OBJECTIVE: Keep the wording of each record exactly the same when you repeat it, and leave out pictures.
===============
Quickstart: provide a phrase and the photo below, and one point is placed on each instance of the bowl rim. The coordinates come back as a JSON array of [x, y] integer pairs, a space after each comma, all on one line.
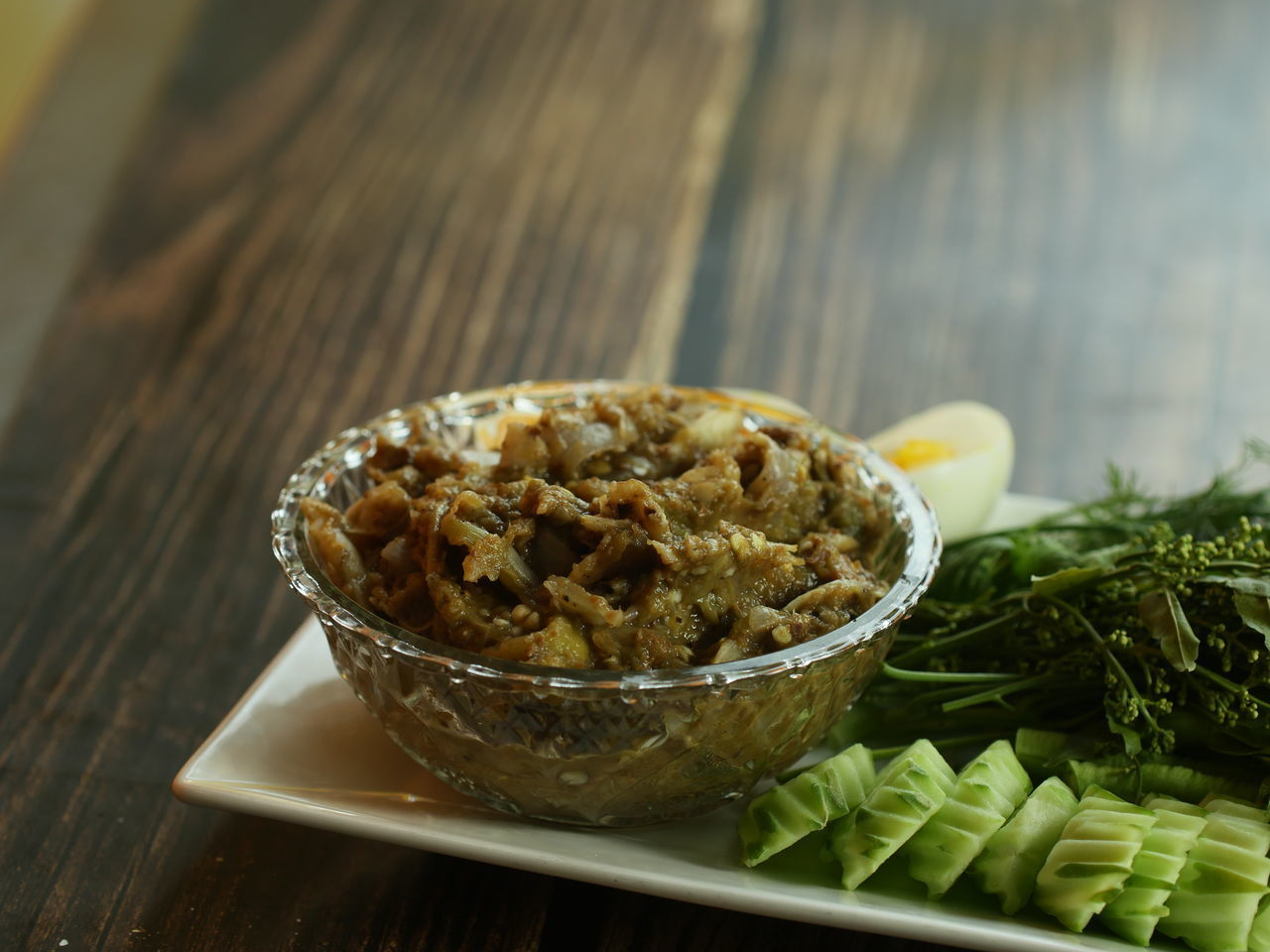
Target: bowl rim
[[305, 575]]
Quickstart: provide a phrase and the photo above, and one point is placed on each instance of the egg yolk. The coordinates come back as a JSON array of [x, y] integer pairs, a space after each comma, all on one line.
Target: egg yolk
[[916, 453]]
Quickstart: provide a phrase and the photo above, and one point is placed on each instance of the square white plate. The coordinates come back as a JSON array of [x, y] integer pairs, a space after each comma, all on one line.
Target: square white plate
[[300, 747]]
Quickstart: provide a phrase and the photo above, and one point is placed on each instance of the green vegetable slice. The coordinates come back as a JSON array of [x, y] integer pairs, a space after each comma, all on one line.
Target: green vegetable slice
[[1134, 912], [908, 792], [1014, 856], [985, 793], [1259, 936], [785, 814], [1220, 887], [1092, 858], [1233, 806]]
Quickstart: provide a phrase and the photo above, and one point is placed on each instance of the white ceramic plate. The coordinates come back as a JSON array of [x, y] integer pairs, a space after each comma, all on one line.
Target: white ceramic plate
[[300, 747]]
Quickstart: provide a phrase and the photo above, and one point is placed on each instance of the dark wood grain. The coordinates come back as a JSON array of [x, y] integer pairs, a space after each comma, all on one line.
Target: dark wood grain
[[865, 206]]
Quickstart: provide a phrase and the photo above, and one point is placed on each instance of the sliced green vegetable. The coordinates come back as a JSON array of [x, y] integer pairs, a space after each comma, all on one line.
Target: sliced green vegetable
[[1014, 856], [908, 792], [1092, 858], [1134, 912], [1233, 806], [1259, 936], [1220, 887], [785, 814], [985, 793]]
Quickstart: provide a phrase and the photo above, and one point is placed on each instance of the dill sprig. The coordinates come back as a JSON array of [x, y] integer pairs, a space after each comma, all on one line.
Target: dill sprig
[[1137, 620]]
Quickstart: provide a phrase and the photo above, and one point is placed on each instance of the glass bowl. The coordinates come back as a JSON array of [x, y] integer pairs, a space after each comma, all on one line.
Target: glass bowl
[[594, 747]]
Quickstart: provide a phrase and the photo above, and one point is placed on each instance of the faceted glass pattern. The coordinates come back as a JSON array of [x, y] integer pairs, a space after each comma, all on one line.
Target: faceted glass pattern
[[597, 748]]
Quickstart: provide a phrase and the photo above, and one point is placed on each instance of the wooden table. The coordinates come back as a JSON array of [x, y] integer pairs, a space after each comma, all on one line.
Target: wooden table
[[335, 207]]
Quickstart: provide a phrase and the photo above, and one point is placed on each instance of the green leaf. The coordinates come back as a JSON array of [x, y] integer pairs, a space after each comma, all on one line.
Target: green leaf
[[1165, 619], [1066, 579], [1245, 584], [1132, 739], [1255, 612]]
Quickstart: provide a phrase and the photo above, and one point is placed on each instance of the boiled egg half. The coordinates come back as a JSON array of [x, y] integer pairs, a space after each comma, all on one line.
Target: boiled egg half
[[960, 456]]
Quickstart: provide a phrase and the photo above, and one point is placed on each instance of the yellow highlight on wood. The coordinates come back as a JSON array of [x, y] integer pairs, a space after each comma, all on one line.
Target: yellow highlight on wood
[[33, 33]]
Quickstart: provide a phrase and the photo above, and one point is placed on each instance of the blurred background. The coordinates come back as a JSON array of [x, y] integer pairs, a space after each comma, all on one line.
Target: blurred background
[[230, 229], [1058, 208]]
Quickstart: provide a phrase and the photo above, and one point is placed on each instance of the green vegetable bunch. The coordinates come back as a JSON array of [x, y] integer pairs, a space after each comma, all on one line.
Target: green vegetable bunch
[[1141, 622]]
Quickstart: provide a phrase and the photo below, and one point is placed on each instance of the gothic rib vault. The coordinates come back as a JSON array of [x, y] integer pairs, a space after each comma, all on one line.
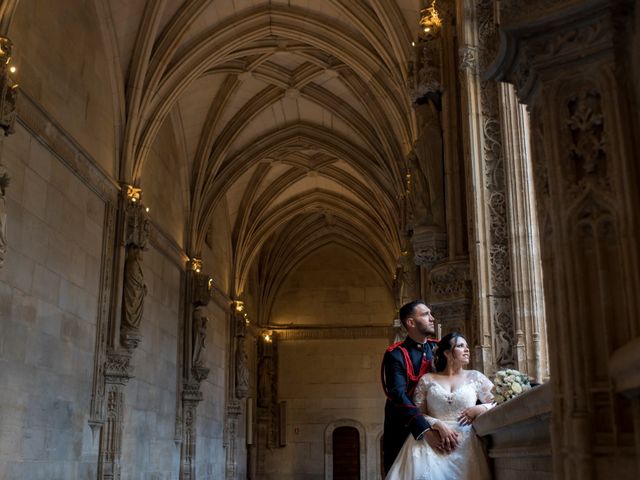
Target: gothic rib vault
[[294, 113]]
===============
ANSWER TO THIS TASK:
Quickstart: provide a phrase and the photo below, and one point is placed on each instance of the bowl rim. The coordinates come back as a JSON array of [x, y] integer pairs, a space after each comma, all on one line.
Target: bowl rim
[[305, 575]]
Quickstart: provide a phrase and the photo above, and one point is placed on each instance of the egg yolk. The coordinates come back as a JSON array of [x, y] integer pairs, a space after each comma, all on one line.
Target: egg yolk
[[916, 453]]
Quickstart: provide a phrase and the photo above, and one point is placed on each instance of the square white plate. The coordinates come back as a JSON array of [x, y] integer pairs, a space after each comma, all on one line.
Target: square white plate
[[300, 747]]
Quickstart: provide a phrase and the photo above, and one point is placed on each instance of the green vegetable slice. The coordinates come back as a JSON array of [x, y] integer pairs, a space after each comma, all on one line.
Target: green vegetable slice
[[1134, 912], [908, 792], [1014, 856], [985, 793], [1259, 936], [785, 814], [1220, 887], [1092, 858], [1233, 806]]
Quickstart: provide a phrase and the photo above, and one point is placed on each instance of the white ceramic plate. The coordinates come back as a JSON array of [x, y] integer pairs, a space after each comma, all on one line.
Target: white ceramic plate
[[300, 747]]
Quickstart: provide a phrase and the photo above, and one point is placed on each instance of the dark wood grain. The coordinates come back as a JSON array of [x, y] integer pairs, a space after each comma, all on one line.
Target: dark wood grain
[[865, 206]]
Quickstart: provide a phrase and the photo above, and one point is placed on each instance of the sliced green vegetable. The coordinates come back as a JSON array of [x, y] integer pairs, a space after each comma, all on one line.
Target: sliced green vegetable
[[1014, 856], [908, 792], [1092, 858], [1134, 912], [1233, 806], [1259, 936], [1220, 887], [785, 814], [985, 793]]
Quickstart: provide a phrase and the photo above, and one point is placed on each instance of the dill sprig. The coordinates come back as a JSON array of [x, y] integer pairs, a space after each comma, all on one line.
Target: dill sprig
[[1137, 620]]
Quickstart: provide a phrase and the photo above, and one point is placed on each instance of the glass bowl. The coordinates come back as a JSON array of [x, y] integer pairs, a space after each comma, all on one line.
Target: glass bowl
[[594, 747]]
Quickstart: provide a phrase and the photo above, and one point is placed on each instance of the faceted glass pattern. The coordinates come back as a JSON array of [x, y] integer pairs, a space after each comma, all on one line.
Target: faceted glass pattern
[[597, 748]]
Quickstart: provide a phrase and the photo above, and one point is placed on each instance of the wooden table. The coordinates come back as a JSON array of [x, y] integer pairs, a space after each comma, all on one line.
Target: wooden table
[[335, 207]]
Quickstart: provide a phrase and the photo above, and one point is placed on each instance of the green leaf. The coordinates come back as a JSON array of [x, y] integer pairs, a space after each comma, all on one line.
Target: green leaf
[[1165, 619], [1066, 579], [1245, 584], [1132, 739], [1255, 612]]
Quickstart: provide a phrase and the photo above, and one point is placed on each instance of the boiled egg half. The coordinates come back as a JSON array of [x, y] integer pairs, a space after each comma, all on one line.
Target: boiled egg half
[[960, 456]]
Quickstart: provide a phrase and the photo above, and one point is placed on each instance of the yellow highlight on wood. The coordinates come back as a JSON array of [x, y] integer pairs, a space after each comma, all on one line.
Target: yellow highlight on wood
[[33, 33]]
Quickstart: provide a phrase and the photo above, and one point is placed on each instance of the blurred background. The coordinates come back as a JSON array of [x, y] integer pairs, a space after each comma, all on one line.
Target: blurred background
[[230, 229], [1058, 208]]
Quickstart: provide a phrase and the photo above, and one point is placed on each instance of the green vegetable bunch. The coordinates come back as a JSON array of [x, y] integer pairs, a space after each comma, all on one line.
Target: green vegetable bunch
[[1141, 622]]
Quickstart: provide a phrase and the photo below, and one point is placed on each instance of the gothic rib vault. The coordinates come back as a JSON array of [x, y] integer pairs, a space after each comma, all on one line.
Target: gothic rib vault
[[294, 113]]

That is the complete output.